Exercise objective >> Your answer should repeat the entries in full, exactly as given, with no pictures.

***** Data under study

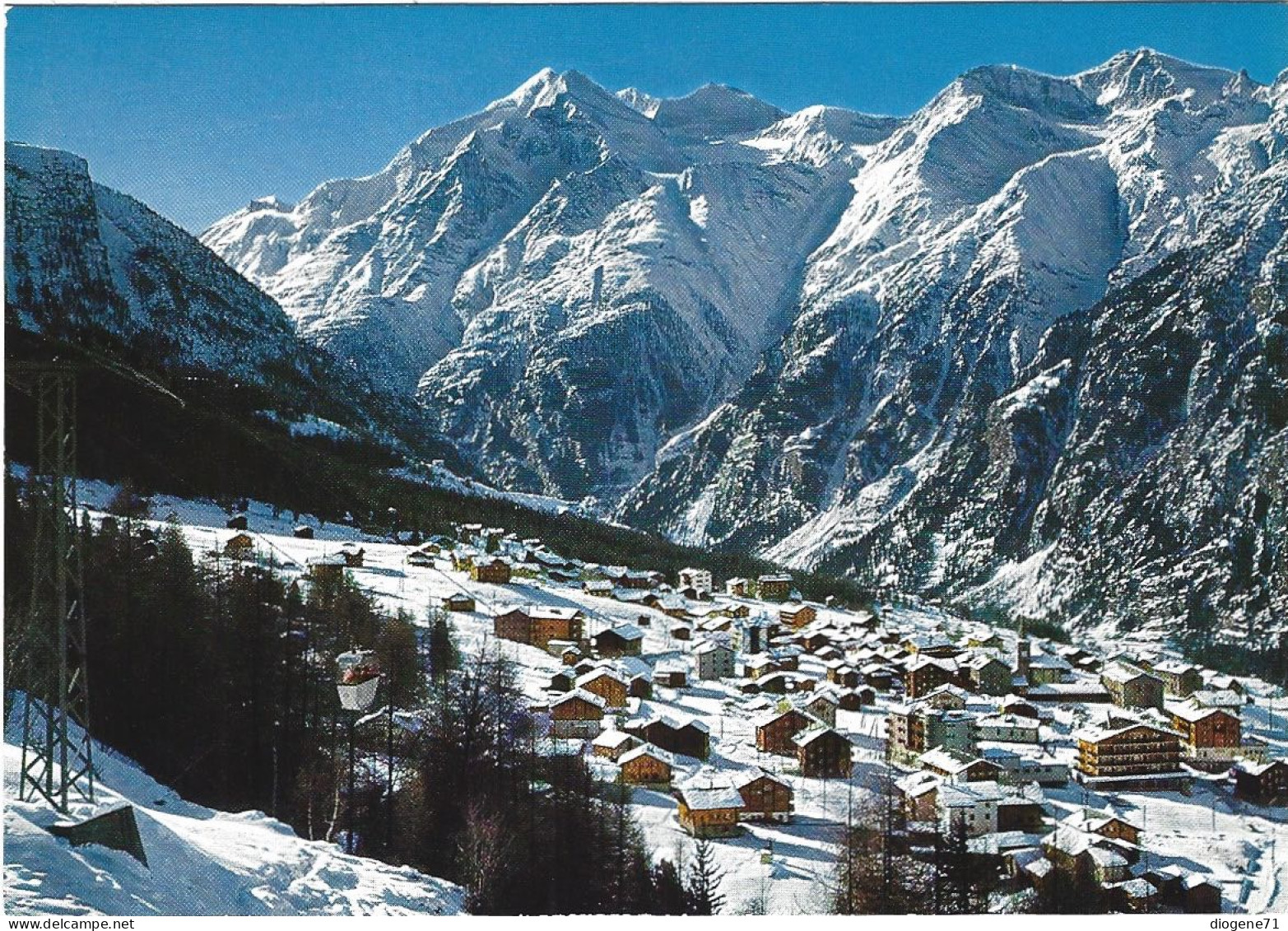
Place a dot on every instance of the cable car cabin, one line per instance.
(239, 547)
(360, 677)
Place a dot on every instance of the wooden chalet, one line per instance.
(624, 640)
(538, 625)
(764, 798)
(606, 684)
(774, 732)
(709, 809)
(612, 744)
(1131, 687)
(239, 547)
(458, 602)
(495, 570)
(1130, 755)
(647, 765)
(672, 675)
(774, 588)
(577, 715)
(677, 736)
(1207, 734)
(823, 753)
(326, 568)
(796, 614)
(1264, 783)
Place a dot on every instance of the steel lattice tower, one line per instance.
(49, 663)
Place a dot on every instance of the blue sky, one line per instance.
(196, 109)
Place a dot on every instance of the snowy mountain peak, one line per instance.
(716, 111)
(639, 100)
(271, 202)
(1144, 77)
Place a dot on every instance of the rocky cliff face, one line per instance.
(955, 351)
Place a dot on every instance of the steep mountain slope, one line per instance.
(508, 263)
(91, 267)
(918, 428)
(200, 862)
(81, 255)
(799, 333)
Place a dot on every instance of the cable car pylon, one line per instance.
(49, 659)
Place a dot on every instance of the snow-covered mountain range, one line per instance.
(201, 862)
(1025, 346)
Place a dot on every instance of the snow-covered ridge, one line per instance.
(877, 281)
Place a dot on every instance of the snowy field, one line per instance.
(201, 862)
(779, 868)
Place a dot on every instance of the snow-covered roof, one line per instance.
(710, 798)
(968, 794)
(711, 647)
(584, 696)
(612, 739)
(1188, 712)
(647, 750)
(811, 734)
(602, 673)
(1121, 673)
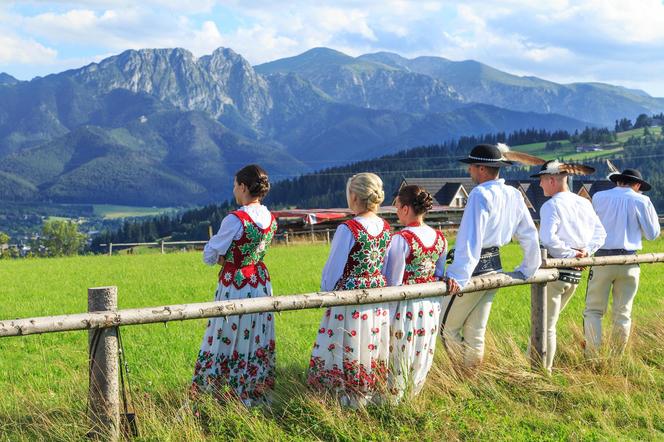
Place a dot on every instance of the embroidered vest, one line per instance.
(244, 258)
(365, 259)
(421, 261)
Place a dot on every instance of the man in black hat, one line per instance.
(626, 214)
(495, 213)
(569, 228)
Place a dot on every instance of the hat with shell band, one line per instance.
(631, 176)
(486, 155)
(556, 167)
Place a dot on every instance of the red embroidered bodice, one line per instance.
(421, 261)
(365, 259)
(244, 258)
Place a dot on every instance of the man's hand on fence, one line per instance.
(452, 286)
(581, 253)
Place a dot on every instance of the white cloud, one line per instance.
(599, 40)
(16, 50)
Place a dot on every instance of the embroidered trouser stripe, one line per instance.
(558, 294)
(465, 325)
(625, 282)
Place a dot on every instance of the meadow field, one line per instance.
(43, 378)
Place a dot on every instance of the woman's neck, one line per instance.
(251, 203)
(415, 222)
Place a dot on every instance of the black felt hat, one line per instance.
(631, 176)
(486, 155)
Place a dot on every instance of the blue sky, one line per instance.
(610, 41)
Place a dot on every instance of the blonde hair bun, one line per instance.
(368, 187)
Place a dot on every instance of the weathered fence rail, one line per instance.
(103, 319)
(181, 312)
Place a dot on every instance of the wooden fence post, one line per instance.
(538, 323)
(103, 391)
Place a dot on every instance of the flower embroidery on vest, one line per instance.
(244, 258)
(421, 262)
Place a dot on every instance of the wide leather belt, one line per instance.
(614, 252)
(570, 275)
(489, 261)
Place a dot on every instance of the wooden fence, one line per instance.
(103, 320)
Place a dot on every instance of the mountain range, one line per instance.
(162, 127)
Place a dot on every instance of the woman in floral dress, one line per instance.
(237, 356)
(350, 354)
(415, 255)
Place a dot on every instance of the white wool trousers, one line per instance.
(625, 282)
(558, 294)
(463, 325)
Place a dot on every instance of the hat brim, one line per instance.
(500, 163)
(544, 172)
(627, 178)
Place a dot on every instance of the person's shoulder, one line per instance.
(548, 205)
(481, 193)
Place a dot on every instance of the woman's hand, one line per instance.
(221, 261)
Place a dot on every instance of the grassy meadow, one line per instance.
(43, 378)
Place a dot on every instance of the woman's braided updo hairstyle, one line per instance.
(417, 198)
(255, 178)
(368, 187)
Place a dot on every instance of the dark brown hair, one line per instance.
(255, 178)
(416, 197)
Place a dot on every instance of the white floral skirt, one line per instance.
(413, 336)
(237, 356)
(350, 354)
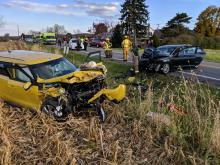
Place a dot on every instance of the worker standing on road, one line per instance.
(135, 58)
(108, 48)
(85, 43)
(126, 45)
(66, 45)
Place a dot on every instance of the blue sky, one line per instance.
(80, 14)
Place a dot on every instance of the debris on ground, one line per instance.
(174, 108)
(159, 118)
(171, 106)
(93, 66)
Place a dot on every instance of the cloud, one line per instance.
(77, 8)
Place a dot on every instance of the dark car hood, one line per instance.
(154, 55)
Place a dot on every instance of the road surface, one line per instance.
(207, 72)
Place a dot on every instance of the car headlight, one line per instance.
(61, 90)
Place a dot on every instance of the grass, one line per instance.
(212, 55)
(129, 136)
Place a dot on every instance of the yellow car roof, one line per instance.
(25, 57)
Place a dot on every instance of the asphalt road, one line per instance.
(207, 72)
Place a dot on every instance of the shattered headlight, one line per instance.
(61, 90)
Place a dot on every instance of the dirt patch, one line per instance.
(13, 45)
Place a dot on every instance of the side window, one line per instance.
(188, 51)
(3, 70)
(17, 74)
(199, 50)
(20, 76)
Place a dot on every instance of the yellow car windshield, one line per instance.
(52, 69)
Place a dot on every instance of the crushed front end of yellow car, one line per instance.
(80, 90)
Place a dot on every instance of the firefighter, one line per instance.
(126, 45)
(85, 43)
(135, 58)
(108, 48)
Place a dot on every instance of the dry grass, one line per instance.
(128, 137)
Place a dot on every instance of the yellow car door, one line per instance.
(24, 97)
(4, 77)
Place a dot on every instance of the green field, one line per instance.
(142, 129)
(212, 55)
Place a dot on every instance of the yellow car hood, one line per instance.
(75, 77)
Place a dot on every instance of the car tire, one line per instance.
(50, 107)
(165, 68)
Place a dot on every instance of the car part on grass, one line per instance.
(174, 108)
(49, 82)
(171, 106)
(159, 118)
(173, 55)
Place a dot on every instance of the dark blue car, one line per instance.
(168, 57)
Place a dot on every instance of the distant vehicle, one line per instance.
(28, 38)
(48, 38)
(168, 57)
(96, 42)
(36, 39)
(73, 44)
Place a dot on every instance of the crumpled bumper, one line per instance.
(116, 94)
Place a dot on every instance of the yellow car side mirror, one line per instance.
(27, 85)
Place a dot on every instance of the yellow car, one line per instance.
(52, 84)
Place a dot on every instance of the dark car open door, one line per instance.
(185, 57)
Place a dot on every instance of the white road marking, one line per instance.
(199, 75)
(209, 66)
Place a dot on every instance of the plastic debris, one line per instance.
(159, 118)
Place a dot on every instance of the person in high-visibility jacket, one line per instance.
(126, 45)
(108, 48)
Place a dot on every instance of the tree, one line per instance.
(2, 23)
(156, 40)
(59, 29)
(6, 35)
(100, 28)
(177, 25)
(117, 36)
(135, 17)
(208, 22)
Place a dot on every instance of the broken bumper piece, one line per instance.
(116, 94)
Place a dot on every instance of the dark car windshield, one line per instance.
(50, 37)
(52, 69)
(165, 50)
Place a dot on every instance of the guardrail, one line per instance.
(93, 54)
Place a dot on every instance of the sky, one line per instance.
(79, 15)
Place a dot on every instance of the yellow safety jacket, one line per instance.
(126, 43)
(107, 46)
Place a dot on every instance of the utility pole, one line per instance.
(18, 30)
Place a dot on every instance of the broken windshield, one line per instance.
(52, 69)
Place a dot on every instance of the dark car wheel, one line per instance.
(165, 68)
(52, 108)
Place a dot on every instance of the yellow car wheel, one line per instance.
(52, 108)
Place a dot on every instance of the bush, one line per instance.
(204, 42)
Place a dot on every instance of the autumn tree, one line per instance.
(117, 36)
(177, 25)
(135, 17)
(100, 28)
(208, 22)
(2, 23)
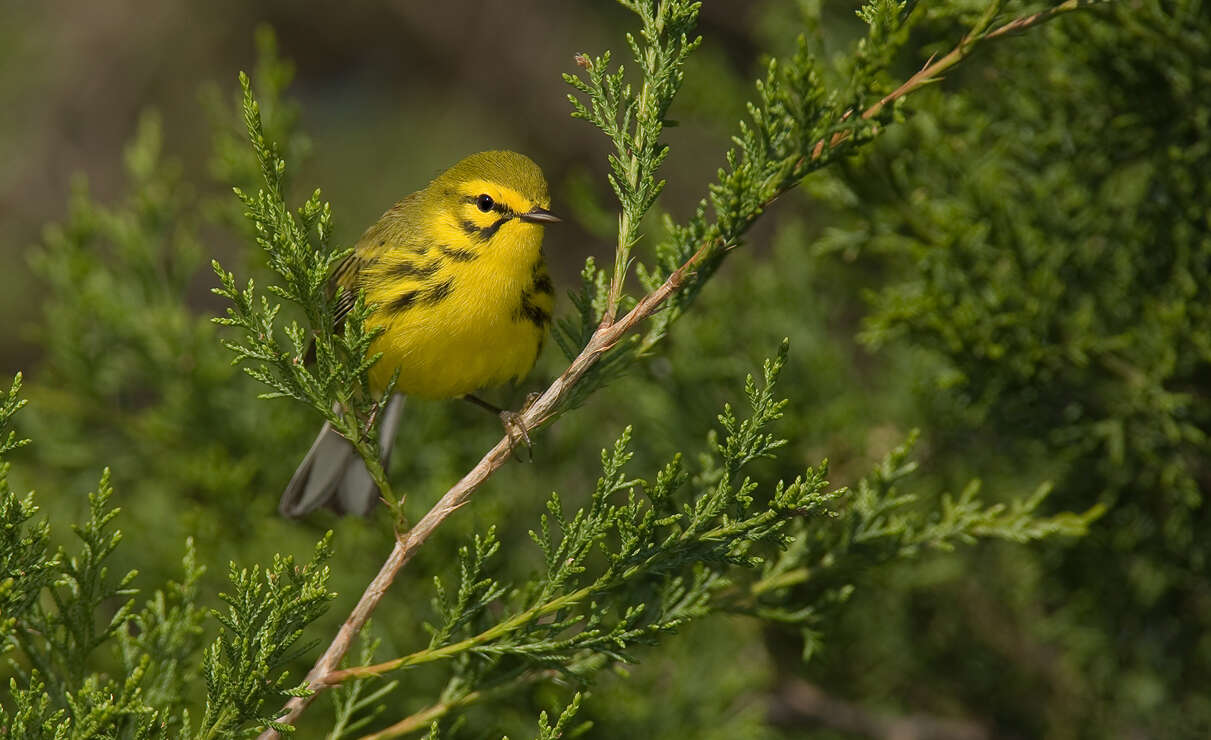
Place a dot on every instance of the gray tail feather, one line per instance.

**********

Task answer >>
Place a dot on every instance of the cable car cabin, one line per instance.
(239, 547)
(360, 677)
Place a dot on every instance of the wooden chalet, one line per instance.
(624, 640)
(538, 625)
(764, 798)
(606, 684)
(774, 732)
(709, 809)
(612, 744)
(1131, 687)
(239, 547)
(458, 602)
(495, 570)
(1130, 755)
(647, 765)
(672, 675)
(774, 588)
(577, 715)
(677, 736)
(1207, 734)
(823, 753)
(326, 568)
(796, 614)
(1264, 783)
Place a dot on every instance of the steel lattice tower, one line per instance.
(49, 663)
Place a dot on every instance of the blue sky, one line per instance.
(196, 109)
Place a dot on every instance of the snowy mountain peak, one line per instance.
(716, 111)
(639, 100)
(271, 202)
(1144, 77)
Place a dot on every instance of the rocky cliff face, one line per instance.
(955, 351)
Place a dot on every instance of the steep mountain slope, one line per instance.
(508, 263)
(91, 267)
(918, 428)
(200, 862)
(81, 255)
(799, 333)
Place a dot on every instance of the cable car pylon, one line per instance.
(49, 659)
Place a dot on every instance of the snow-covered mountain range, one line per instance.
(201, 862)
(1025, 346)
Place a dot on every instance of the snow-covered ridge, one line per instance.
(877, 281)
Place a dot on every instance of the snowy field, one line per instance.
(201, 862)
(779, 868)
Place a dot on every instance of the snow-covered roof, one line per instance.
(710, 798)
(968, 794)
(711, 647)
(584, 696)
(612, 739)
(1188, 712)
(647, 750)
(811, 734)
(602, 673)
(1121, 673)
Place a dot on every instance of the embroidered vest, one line per instance.
(244, 258)
(365, 259)
(421, 261)
Place a dot on every instance of the man in black hat, one line per instance.
(626, 214)
(495, 213)
(569, 228)
Place a dot on every instance of the hat with shell band, one line per instance.
(631, 176)
(486, 155)
(556, 167)
Place a dot on every instance of the red embroidered bodice, one line per instance.
(421, 261)
(365, 259)
(244, 258)
Place a dot on every instance of the man's hand on fence, one line per instance.
(452, 286)
(581, 253)
Place a dot on every instance of the white cloud, one line per instance.
(599, 40)
(16, 50)
Place a dot on every instance of the embroidered trouser stripe, one line per instance.
(558, 294)
(465, 325)
(625, 282)
Place a dot on every instance of the meadow field, one line per instance.
(43, 378)
Place a dot on every instance of the woman's neck, one line per instance.
(251, 203)
(415, 222)
Place a dot on every instance of the black felt hat, one line per instance.
(631, 176)
(486, 155)
Place a dot on every instance of the blue sky, one line per instance.
(610, 41)
Place a dot on every instance of the blonde hair bun, one line per instance.
(368, 187)
Place a dot on every instance of the weathered fence rail, one line per instance.
(103, 319)
(181, 312)
Place a dot on every instance of the wooden fence post, one line per instance.
(538, 323)
(103, 391)
Place a dot on every instance of the flower embroidery on vest, one line per instance.
(244, 258)
(421, 262)
Place a dot on every instance of the wide leather belt, one line per instance.
(614, 252)
(570, 275)
(489, 261)
Place a dot on every instance of the wooden fence, one line per instance.
(103, 320)
Place a dot on every instance of the mountain range, one line per instance.
(162, 127)
Place a dot on every instance of the woman in floral dress, one line per instance.
(237, 356)
(350, 354)
(415, 255)
Place a dot on every instance of the white wool trousers, one line per instance.
(625, 282)
(558, 294)
(463, 325)
Place a dot on every instance of the hat brim, one line per instance.
(500, 163)
(544, 172)
(627, 178)
Place a dot on every instance of the person's shoulder, one line per instance.
(548, 205)
(481, 193)
Place a dot on every instance of the woman's hand, one line per instance.
(221, 261)
Place a dot on every instance of the grassy meadow, one line per instance.
(43, 378)
Place a dot on every instance of the woman's braided updo hairstyle, one line per instance.
(417, 198)
(255, 178)
(368, 187)
Place a dot on every instance of the dark brown hair, one line per instance.
(255, 178)
(416, 197)
Place a dot on every instance of the white floral skirt, one line per instance.
(413, 336)
(237, 356)
(350, 354)
Place a dot on every instance of the worker standing on road, one line per instance.
(135, 58)
(108, 48)
(85, 43)
(126, 45)
(66, 45)
Place a dot on every instance of the blue sky, one line per instance.
(80, 14)
Place a dot on every instance of the debris on ground, one line per instance.
(174, 108)
(159, 118)
(171, 106)
(93, 66)
Place a dot on every instance of the cloud, one line per instance.
(77, 8)
Place a dot on every instance of the dark car hood, one line per instance.
(154, 55)
Place a dot on every instance of the road surface, one line per instance.
(207, 72)
Place a dot on every instance of the car headlight, one line per instance.
(61, 90)
Place a dot on every instance of the grass, one line per instance.
(212, 55)
(129, 136)
Place a dot on every instance of the yellow car roof, one line per instance.
(25, 57)
Place a dot on every instance of the asphalt road, one line per instance.
(207, 72)
Place a dot on every instance of the shattered headlight, one line per instance.
(61, 90)
Place a dot on every instance of the dirt patch, one line per instance.
(13, 45)
Place a dot on every instance of the side window, one line per instance.
(188, 51)
(3, 70)
(17, 74)
(199, 50)
(20, 76)
Place a dot on every instance of the yellow car windshield, one line per instance.
(52, 69)
Place a dot on every instance of the crushed front end of yellow car, one line per instance.
(80, 90)
Place a dot on every instance of the firefighter, one line per instance.
(126, 45)
(85, 43)
(135, 58)
(108, 48)
Place a dot on every instance of the dry grass, one line per instance.
(128, 137)
Place a dot on every instance of the yellow car door, one line per instance.
(24, 97)
(4, 77)
Place a dot on every instance of the green field, one line per instance.
(142, 129)
(212, 55)
Place a dot on every instance of the yellow car hood, one line per instance.
(75, 77)
Place a dot on every instance of the car tire, one line per instance.
(50, 107)
(165, 68)
Place a dot on every instance of the car part on grass, one line per instance.
(174, 108)
(49, 82)
(171, 106)
(159, 118)
(173, 55)
Place a dot on every instance of the dark blue car, one line per instance.
(168, 57)
Place a dot on every instance of the distant vehicle, one line per instance.
(28, 38)
(48, 38)
(168, 57)
(96, 42)
(36, 39)
(73, 44)
Place a dot on every instance of the crumpled bumper, one line per instance.
(116, 94)
Place a dot on every instance of the yellow car side mirror, one line per instance.
(27, 85)
Place a dot on every instance of the yellow car, one line per instance.
(52, 84)
Place a dot on every instance of the dark car open door, one line per instance.
(185, 57)
Place a dot on every instance of the white road marking, one line per instance.
(199, 75)
(209, 66)
Place a dot on every instance of the plastic debris, one line per instance.
(159, 118)
Place a dot on every instance of the person in high-visibility jacket, one line per instance.
(126, 45)
(108, 48)
Place a dot on every instance of the tree, one line per instance.
(2, 23)
(156, 40)
(59, 29)
(6, 35)
(100, 28)
(177, 25)
(117, 36)
(135, 17)
(208, 22)
Place a dot on every instance of the broken bumper piece, one line per instance.
(116, 94)
Place a dot on every instance of the dark car windshield, one line per instance.
(50, 37)
(52, 69)
(165, 50)
Place a dot on every instance of the guardrail, one line per instance.
(93, 54)
Place a dot on every instance of the sky, one line per instance.
(79, 15)
Place a dot on every instance of the yellow safety jacket, one line per instance.
(126, 43)
(107, 46)
Place a dot on every instance of the utility pole, one line per instance.
(18, 30)
Place a dot on every instance of the broken windshield, one line per instance.
(52, 69)
Place a dot on every instance of the dark car wheel, one line per instance.
(165, 68)
(52, 108)
Place a dot on every instance of the yellow car wheel, one line per instance.
(52, 108)
Place a dot on every instance of the bush, one line per instance.
(204, 42)
Place a dot on every instance of the autumn tree, one line per instance.
(117, 36)
(177, 25)
(135, 17)
(100, 28)
(208, 22)
(2, 23)
Place a dot on every instance of the gray tail feather, one line per instance.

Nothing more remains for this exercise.